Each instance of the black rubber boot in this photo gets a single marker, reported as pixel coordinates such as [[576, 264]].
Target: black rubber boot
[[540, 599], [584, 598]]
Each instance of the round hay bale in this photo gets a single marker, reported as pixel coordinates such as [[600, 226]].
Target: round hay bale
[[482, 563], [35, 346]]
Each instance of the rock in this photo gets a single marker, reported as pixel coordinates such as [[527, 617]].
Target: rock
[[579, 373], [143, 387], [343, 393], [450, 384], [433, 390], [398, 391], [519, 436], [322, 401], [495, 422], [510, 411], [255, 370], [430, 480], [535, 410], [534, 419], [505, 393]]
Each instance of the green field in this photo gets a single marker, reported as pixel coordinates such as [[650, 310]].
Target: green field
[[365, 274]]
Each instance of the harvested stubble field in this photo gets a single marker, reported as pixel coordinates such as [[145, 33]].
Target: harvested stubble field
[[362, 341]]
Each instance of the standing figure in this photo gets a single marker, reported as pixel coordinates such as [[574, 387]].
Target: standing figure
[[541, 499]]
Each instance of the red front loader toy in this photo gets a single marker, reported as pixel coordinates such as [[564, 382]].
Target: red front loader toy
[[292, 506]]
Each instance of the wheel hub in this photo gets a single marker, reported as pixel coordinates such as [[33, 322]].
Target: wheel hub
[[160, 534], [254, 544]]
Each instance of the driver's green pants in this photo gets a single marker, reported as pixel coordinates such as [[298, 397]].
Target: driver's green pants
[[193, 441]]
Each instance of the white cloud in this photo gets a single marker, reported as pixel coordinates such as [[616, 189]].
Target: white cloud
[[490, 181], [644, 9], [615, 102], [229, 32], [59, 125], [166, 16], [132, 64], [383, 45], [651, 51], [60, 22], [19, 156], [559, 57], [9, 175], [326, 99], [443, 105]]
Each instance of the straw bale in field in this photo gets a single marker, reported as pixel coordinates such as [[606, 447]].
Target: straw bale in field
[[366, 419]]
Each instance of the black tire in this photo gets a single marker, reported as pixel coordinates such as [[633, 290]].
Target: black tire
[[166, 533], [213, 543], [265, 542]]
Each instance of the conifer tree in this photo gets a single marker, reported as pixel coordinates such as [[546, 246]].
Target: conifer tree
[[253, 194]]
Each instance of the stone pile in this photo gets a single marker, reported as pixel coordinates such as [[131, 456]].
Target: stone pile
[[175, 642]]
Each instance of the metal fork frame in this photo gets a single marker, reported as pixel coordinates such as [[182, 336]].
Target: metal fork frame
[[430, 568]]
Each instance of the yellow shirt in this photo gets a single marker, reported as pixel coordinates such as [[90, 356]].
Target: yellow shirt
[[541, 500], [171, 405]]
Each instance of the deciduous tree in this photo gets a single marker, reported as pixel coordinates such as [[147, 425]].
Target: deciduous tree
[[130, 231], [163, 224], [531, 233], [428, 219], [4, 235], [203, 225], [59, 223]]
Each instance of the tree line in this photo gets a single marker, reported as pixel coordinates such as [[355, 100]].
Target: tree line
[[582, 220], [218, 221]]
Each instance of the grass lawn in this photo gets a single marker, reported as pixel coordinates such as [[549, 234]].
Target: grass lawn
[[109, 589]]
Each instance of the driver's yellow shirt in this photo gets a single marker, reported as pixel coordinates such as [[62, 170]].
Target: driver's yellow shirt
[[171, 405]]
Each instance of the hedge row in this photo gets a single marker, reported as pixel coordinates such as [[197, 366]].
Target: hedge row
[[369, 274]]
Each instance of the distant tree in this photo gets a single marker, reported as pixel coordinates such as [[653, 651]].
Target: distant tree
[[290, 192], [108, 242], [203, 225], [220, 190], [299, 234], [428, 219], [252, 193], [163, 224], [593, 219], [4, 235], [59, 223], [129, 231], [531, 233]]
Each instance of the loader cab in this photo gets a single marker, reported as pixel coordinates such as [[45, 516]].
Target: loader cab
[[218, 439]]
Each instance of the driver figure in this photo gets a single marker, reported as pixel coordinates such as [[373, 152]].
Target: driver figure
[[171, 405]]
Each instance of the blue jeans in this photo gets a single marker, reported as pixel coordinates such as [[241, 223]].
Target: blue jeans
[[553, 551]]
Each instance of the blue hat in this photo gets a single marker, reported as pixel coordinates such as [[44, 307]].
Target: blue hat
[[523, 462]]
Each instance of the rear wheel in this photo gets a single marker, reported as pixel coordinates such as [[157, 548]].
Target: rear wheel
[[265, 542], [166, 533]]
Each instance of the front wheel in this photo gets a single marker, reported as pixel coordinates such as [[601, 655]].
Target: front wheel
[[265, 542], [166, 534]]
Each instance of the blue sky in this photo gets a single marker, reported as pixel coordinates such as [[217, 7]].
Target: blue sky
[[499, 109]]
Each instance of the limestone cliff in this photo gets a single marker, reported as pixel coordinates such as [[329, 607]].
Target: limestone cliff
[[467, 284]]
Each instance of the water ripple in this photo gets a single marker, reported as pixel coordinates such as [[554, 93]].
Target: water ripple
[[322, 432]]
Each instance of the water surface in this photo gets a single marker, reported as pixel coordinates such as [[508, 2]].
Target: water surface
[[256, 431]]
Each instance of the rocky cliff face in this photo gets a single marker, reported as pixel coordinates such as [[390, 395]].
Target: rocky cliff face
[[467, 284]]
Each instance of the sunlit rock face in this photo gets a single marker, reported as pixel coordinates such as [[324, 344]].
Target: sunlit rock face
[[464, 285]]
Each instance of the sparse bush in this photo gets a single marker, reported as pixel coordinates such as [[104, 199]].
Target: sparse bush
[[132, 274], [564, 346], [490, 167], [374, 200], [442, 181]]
-*-
Give back exactly the lines from the one containing "Each instance of the blue sky" to the end of the material, both ends included.

Each instance of the blue sky in this photo gets a single marker, reported as pixel coordinates such as [[217, 7]].
Target: blue sky
[[499, 109]]
Each instance of the limestone cliff in this photo gets a single marker, reported as pixel coordinates such as [[329, 607]].
Target: limestone cliff
[[467, 284]]
Each instance of the water ripple in this photo gets a single marker, reported as pixel coordinates such as [[554, 93]].
Target: water ripple
[[322, 432]]
Each instance of the water surface in this photo gets a single marker, reported as pixel coordinates such as [[508, 2]].
Target: water surface
[[256, 431]]
Each instance of the rocky cliff face in this photo gets a single marker, reported as pixel coordinates such as [[390, 395]].
Target: rocky cliff face
[[467, 284]]
Each instance of the sunlit rock face in this photo gets a single marker, reported as pixel coordinates such as [[324, 344]].
Target: sunlit rock face
[[464, 285]]
Each instance of the sparse bush in this photo gets a single marker, reported as pixel coordinates such as [[104, 199]].
Target: sparse bush
[[132, 274], [564, 346], [490, 167], [374, 200], [442, 181]]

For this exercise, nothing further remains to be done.